__THE TASK__:
Copy the data that follows, character for character, minus the pictures.

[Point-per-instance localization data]

⟨

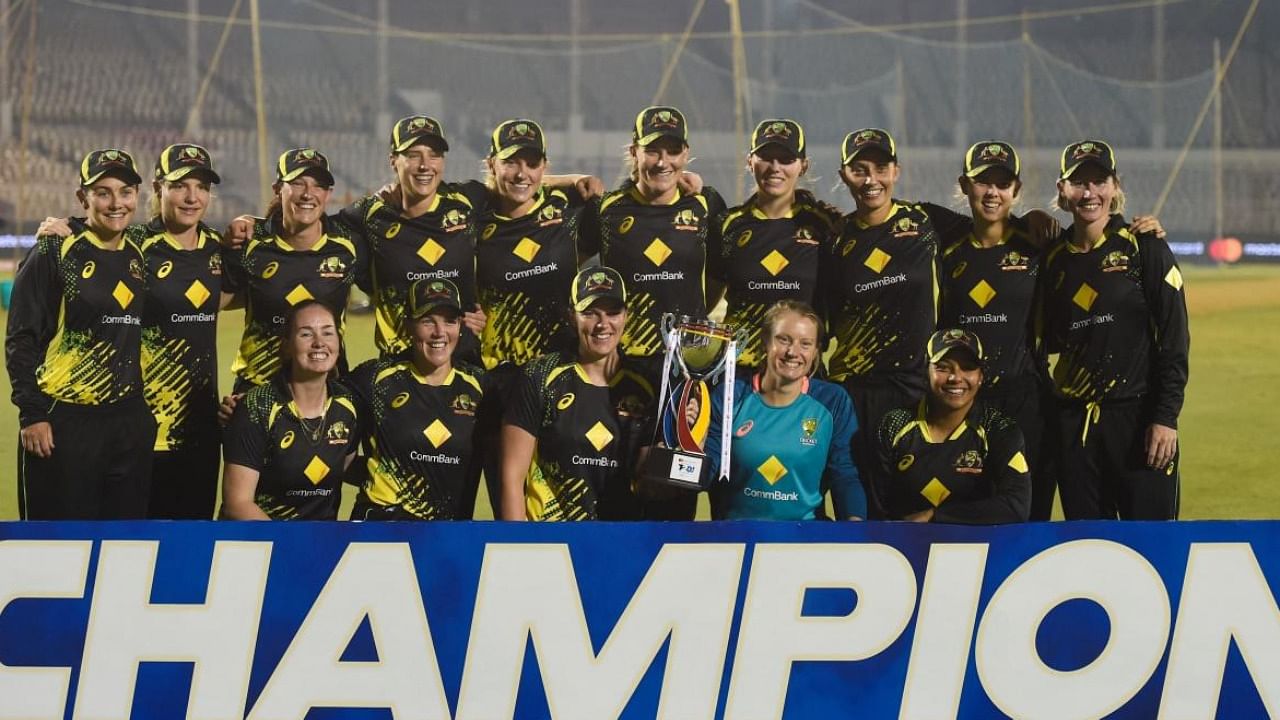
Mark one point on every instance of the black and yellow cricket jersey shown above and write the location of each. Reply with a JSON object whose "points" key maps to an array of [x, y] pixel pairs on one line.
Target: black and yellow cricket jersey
{"points": [[1116, 318], [880, 299], [991, 291], [274, 277], [763, 260], [588, 437], [179, 332], [300, 461], [977, 475], [524, 270], [438, 244], [420, 437], [76, 323], [659, 250]]}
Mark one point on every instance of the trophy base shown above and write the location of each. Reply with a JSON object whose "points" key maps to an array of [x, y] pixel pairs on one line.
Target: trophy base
{"points": [[671, 468]]}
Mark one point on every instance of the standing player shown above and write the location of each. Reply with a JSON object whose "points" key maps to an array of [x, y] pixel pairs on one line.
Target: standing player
{"points": [[949, 459], [424, 229], [1111, 306], [771, 246], [577, 419], [988, 283], [292, 437], [73, 350], [526, 255], [880, 294], [791, 433], [297, 254], [419, 414], [179, 356], [654, 233]]}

⟩

__WRITTEN SOLUTION__:
Mark one point on every instance of the black and yellow cricket jersey shown above and write the location of each. Reply with a JSON object whose "points" key maps to an array of [x, y] pixel pairs on one line.
Target: black and yellow cricket jersey
{"points": [[1116, 318], [880, 299], [991, 291], [274, 277], [763, 260], [588, 437], [179, 332], [300, 461], [977, 475], [524, 270], [438, 244], [420, 437], [76, 323], [659, 250]]}
Mark one point on every instance of the trophy base shown above and write the location of each. Reply with a JSON object whose "points" key maps to an array of [x, y] pixel pairs on one line.
Target: trophy base
{"points": [[671, 468]]}
Mark one point on every instance of the standing player shown above and write the location of each. Reply with a JSON object whose "points" key maps to an array of [x, y] pixel pairs on one line.
Target: standing player
{"points": [[949, 459], [424, 229], [1111, 306], [771, 246], [577, 419], [988, 283], [292, 437], [73, 350], [526, 255], [880, 294], [791, 433], [297, 254], [419, 414], [179, 356], [654, 233]]}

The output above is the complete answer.